▸ RECORD EXTRACTS:

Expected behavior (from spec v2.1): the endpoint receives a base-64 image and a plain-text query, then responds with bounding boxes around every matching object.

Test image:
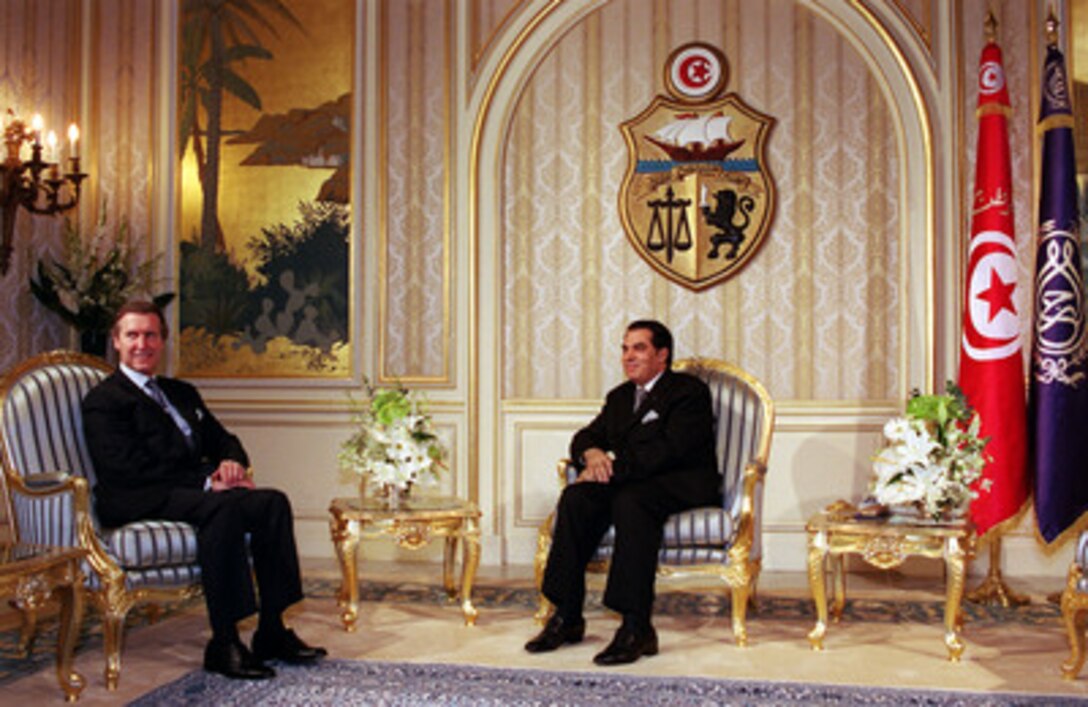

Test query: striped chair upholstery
[0,351,200,690]
[535,358,775,646]
[1062,530,1088,680]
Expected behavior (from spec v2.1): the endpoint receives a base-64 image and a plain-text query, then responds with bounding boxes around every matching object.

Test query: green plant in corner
[30,218,174,334]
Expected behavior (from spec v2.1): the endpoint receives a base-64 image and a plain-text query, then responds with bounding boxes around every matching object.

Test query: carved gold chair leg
[533,513,554,624]
[1062,592,1088,680]
[17,608,38,658]
[730,584,750,648]
[102,609,128,691]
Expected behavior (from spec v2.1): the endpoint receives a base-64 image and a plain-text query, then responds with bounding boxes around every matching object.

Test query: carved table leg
[329,514,359,633]
[944,537,966,662]
[442,535,457,601]
[828,555,846,623]
[461,517,480,627]
[808,533,828,650]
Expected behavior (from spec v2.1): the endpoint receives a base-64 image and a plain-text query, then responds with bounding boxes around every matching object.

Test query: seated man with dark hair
[83,301,325,680]
[526,320,721,666]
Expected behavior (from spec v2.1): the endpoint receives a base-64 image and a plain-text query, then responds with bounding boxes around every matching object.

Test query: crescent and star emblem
[963,231,1021,361]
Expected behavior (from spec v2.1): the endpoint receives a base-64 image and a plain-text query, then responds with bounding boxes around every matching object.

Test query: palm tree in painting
[180,0,302,250]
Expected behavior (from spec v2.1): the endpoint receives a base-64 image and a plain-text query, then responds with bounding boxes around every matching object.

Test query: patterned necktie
[144,379,170,411]
[144,379,196,449]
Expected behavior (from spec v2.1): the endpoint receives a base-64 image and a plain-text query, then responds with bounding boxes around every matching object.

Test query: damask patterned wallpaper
[0,0,157,370]
[503,0,902,400]
[0,0,79,363]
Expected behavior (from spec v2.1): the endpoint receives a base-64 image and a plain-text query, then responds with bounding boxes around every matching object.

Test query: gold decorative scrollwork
[15,574,52,611]
[862,535,908,570]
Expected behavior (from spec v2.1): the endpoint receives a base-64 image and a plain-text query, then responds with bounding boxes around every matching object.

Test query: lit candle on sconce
[30,113,46,147]
[46,131,60,179]
[69,123,79,159]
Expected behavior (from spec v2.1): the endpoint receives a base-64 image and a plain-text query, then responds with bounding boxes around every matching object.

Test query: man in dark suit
[526,320,721,666]
[83,301,325,680]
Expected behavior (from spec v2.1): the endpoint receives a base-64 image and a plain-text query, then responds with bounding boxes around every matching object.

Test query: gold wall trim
[467,0,562,503]
[892,0,934,53]
[376,0,454,387]
[850,0,939,395]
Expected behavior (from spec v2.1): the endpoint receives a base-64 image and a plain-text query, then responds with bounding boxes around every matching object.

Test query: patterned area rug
[306,579,1062,627]
[129,660,1084,707]
[0,578,1062,686]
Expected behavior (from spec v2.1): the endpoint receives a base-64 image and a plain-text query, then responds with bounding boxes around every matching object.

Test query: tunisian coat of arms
[619,42,775,290]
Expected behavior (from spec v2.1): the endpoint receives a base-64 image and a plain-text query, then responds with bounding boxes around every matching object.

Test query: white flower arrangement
[873,382,990,520]
[337,381,446,491]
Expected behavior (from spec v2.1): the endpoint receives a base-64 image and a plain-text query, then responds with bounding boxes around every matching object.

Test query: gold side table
[329,496,480,631]
[0,543,86,702]
[805,501,975,662]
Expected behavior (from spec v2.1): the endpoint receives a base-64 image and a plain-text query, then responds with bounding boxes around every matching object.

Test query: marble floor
[6,561,1088,705]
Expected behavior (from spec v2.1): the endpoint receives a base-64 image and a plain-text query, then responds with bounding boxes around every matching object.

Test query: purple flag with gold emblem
[1028,35,1088,544]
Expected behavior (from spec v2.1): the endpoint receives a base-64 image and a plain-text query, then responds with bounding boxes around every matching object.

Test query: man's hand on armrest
[211,459,257,491]
[23,471,72,488]
[574,447,616,484]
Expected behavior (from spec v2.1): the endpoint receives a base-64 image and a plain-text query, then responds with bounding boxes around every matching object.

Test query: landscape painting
[176,0,355,377]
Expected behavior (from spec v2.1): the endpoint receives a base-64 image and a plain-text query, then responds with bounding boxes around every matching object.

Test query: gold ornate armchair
[534,358,775,646]
[1062,530,1088,680]
[0,351,200,690]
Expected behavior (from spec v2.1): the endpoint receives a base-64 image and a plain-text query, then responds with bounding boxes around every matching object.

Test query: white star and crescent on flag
[963,231,1021,361]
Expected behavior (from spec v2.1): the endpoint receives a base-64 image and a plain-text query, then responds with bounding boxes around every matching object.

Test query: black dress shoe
[205,640,275,680]
[254,629,329,666]
[526,613,585,653]
[593,623,657,666]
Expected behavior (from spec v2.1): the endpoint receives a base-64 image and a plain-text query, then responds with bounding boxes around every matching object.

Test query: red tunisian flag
[960,40,1030,535]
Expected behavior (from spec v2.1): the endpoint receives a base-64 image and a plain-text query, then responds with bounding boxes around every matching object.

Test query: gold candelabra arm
[0,146,87,275]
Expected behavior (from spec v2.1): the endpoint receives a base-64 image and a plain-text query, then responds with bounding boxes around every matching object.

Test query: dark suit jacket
[83,370,249,526]
[570,370,717,482]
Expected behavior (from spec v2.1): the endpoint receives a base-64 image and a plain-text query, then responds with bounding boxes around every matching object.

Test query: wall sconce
[0,109,87,275]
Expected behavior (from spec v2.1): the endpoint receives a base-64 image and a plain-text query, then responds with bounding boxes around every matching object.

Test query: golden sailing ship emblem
[619,44,775,290]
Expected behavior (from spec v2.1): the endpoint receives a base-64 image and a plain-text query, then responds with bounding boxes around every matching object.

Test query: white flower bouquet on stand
[873,382,989,520]
[337,381,446,507]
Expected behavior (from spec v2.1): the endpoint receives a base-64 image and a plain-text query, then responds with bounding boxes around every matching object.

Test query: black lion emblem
[700,189,755,260]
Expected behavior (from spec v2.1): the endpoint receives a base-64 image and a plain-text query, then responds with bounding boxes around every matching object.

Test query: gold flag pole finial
[1047,5,1058,47]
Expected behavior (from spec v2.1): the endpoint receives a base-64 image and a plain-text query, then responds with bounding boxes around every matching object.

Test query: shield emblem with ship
[619,46,775,290]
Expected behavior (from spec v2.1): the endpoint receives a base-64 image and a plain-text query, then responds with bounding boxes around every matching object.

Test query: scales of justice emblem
[619,42,775,292]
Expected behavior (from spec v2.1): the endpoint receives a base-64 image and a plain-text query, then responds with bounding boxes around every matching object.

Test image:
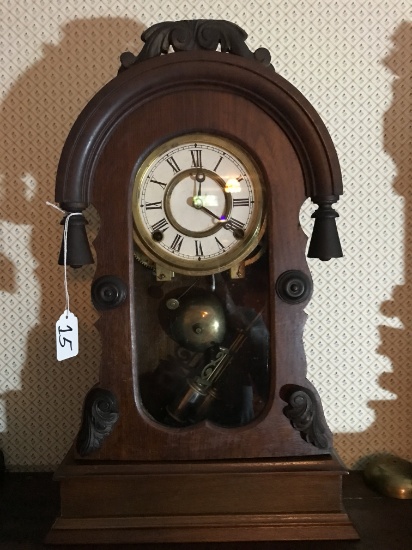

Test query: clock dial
[133,134,264,275]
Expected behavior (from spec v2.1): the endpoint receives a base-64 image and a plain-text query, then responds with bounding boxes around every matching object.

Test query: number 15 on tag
[56,311,79,361]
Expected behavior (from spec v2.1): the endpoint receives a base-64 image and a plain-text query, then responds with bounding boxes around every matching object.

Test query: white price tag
[56,311,79,361]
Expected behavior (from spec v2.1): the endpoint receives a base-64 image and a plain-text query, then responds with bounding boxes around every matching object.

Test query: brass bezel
[132,132,265,275]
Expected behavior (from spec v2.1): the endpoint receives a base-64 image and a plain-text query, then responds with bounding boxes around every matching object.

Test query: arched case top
[56,51,342,212]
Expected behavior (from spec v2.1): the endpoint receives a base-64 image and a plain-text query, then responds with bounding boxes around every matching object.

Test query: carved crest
[120,19,271,72]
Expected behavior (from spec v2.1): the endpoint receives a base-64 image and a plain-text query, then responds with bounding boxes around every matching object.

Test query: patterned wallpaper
[0,0,412,470]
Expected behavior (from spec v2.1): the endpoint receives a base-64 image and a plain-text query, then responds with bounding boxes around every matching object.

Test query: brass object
[132,133,266,281]
[364,455,412,499]
[166,292,226,351]
[167,312,261,424]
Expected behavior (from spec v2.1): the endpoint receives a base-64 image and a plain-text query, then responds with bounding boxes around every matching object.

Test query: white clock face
[133,134,263,275]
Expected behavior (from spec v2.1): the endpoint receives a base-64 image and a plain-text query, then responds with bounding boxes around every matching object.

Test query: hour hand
[192,195,222,221]
[191,170,206,201]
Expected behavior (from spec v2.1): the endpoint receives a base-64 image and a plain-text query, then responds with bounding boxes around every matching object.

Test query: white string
[46,201,82,319]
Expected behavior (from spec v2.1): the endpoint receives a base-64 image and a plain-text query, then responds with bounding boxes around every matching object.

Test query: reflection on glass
[135,252,269,427]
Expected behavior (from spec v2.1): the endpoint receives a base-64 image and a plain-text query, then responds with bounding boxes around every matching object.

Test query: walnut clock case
[48,20,357,543]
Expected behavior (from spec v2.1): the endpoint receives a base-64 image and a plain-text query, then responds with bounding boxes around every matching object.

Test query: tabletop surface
[0,472,412,550]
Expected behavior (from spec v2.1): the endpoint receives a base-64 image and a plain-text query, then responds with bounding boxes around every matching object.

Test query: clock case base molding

▸ AIM OF THE TASK: Please return the records word for word, starting at the beginning of the records and ending at the line containing "[102,609,128,691]", with both ends included. Leave the pictures out of your answer.

▸ ANSWER TO THE TASK:
Expected behavior (from spec v2.1): the endpoint receives a base-64 image and a plain-text query, then responds with bounding boxes around every matching object.

Test image:

Test query: striped chair upholstery
[0,351,200,690]
[535,358,775,646]
[1062,530,1088,680]
Expected behavior (from spec v2.1): the endpoint receives a base-64 image and a plain-text query, then responds with bounding boxes around every matching object.

Test query: green plant in corner
[30,218,174,334]
Expected behavior (from spec v2.1): the endpoint receives a base-64 image and a plain-text query, then responds with bounding boxes around every matching object.

Test query: carved gold chair leg
[533,513,554,624]
[1062,592,1088,680]
[17,608,38,658]
[730,584,750,648]
[102,609,128,691]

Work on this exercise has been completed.